• DIRECTIONS FOR THIS TASK
Locate the word "white" in the entries below, then gather every line that holds it.

• GIVEN RECORDS
________________________
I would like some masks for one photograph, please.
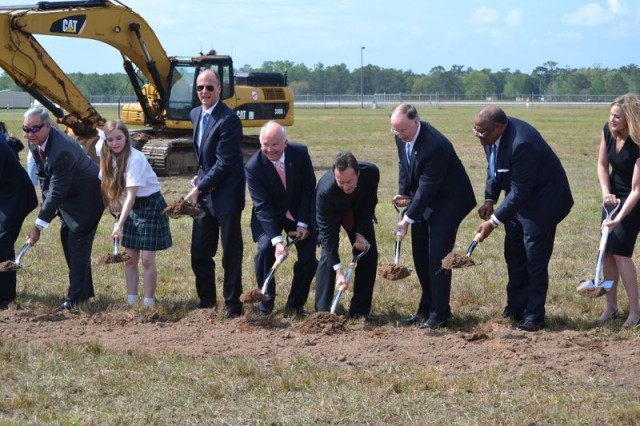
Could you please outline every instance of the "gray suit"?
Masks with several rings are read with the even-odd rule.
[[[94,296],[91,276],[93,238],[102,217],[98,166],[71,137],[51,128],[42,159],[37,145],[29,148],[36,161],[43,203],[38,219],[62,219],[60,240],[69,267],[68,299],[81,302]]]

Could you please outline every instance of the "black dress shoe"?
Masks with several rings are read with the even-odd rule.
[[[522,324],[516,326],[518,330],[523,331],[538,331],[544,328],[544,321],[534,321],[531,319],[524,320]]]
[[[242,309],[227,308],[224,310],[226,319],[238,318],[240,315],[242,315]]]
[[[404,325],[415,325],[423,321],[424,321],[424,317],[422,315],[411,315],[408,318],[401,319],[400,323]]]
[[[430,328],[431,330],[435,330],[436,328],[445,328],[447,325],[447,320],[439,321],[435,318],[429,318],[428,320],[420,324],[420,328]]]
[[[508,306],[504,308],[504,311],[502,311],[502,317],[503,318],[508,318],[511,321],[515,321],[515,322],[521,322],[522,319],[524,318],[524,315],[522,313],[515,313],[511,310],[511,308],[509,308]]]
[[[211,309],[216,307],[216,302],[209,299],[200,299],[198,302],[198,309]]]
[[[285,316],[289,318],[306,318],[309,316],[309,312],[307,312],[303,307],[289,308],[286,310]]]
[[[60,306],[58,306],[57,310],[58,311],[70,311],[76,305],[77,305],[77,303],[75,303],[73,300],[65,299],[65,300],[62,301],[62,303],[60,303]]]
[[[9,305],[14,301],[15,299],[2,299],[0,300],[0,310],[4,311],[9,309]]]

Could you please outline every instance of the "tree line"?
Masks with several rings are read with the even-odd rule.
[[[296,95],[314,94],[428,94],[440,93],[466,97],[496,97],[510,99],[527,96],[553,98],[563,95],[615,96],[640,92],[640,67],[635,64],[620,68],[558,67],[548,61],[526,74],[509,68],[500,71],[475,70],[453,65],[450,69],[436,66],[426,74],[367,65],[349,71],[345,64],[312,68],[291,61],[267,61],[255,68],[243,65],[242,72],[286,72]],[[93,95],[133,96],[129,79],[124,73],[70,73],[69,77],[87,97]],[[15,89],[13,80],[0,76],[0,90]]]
________________________
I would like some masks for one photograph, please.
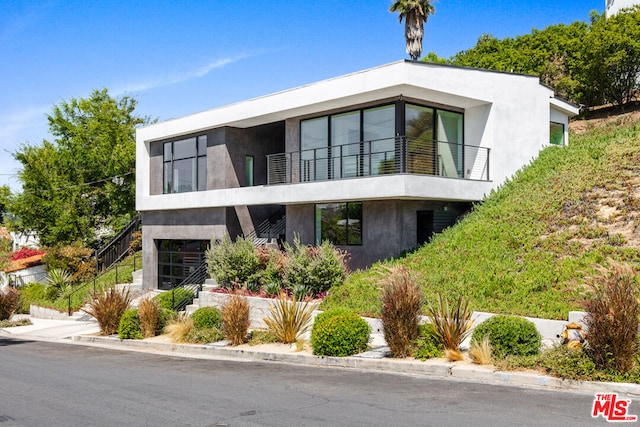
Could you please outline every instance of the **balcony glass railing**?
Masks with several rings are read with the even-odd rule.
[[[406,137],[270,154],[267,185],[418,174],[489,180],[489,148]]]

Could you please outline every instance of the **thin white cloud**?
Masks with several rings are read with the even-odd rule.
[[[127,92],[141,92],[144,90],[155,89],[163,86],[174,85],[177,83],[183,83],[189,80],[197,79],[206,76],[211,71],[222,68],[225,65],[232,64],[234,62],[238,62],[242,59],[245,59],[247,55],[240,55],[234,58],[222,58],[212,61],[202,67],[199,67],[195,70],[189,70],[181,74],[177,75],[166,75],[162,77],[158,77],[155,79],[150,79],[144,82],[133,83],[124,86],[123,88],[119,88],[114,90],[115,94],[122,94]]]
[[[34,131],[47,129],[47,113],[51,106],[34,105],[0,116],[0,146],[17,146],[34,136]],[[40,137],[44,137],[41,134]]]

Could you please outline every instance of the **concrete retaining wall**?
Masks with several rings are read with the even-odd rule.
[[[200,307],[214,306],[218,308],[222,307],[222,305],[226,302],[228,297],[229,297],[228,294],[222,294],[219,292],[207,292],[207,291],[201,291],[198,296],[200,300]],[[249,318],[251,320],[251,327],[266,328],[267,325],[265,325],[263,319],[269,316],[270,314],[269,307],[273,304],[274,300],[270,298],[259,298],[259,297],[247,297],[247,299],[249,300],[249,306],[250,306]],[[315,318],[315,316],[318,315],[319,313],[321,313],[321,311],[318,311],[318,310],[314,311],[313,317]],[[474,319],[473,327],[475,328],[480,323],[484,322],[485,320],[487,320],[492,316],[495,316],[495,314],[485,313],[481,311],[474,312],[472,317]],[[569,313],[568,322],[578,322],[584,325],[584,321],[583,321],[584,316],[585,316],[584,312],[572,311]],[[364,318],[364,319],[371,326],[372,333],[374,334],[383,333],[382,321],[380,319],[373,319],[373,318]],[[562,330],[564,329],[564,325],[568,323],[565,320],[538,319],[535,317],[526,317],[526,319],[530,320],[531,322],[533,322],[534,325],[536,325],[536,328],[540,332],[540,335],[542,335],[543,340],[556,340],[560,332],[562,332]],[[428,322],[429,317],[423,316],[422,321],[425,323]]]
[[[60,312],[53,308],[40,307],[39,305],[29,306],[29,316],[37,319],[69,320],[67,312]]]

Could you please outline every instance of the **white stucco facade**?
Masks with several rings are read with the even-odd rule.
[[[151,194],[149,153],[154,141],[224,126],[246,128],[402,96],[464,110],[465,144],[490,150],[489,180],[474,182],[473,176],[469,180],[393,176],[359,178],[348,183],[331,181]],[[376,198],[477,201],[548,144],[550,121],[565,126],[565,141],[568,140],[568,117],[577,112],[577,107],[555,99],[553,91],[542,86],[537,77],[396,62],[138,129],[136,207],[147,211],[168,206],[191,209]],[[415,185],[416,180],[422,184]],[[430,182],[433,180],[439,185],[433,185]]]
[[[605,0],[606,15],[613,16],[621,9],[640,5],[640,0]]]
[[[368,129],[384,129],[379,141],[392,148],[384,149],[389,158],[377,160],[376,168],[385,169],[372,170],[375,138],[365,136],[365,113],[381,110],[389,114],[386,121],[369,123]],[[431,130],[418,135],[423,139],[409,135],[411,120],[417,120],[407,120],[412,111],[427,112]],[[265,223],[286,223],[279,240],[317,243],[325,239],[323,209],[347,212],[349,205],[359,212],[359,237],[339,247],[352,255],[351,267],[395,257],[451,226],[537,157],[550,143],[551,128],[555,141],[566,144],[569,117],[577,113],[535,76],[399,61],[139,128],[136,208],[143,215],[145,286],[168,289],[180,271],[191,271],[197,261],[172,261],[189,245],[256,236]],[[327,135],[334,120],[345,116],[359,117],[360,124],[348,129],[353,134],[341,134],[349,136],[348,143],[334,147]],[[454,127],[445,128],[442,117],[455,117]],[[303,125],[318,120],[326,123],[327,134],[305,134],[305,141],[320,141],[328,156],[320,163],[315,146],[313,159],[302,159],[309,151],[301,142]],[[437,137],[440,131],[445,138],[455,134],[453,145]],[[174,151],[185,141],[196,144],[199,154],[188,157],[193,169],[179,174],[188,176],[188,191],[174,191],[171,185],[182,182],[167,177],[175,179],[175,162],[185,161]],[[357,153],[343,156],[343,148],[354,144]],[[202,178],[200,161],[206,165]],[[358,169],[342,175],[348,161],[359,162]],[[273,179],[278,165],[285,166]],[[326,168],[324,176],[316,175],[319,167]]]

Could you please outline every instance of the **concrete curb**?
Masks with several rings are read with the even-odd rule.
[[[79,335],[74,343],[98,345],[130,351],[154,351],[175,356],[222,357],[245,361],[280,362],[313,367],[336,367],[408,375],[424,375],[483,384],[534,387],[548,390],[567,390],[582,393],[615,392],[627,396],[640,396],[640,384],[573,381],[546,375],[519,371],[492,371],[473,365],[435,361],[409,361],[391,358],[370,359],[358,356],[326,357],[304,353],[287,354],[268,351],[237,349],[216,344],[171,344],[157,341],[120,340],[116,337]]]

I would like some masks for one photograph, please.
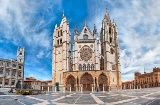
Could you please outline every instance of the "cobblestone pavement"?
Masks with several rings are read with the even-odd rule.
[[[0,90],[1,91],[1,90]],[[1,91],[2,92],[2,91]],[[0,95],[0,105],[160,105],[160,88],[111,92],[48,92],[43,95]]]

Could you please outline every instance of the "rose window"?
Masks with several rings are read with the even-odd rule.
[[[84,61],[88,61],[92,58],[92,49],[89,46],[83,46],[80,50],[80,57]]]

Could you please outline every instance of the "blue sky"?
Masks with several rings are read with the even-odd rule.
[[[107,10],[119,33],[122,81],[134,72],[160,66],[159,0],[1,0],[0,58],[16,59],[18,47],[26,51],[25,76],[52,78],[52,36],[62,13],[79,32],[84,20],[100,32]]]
________________________
• TASK SOLUTION
Could you please outline every instance of the **thin white cloud**?
Could you please outline every instance of the **white stucco facade**?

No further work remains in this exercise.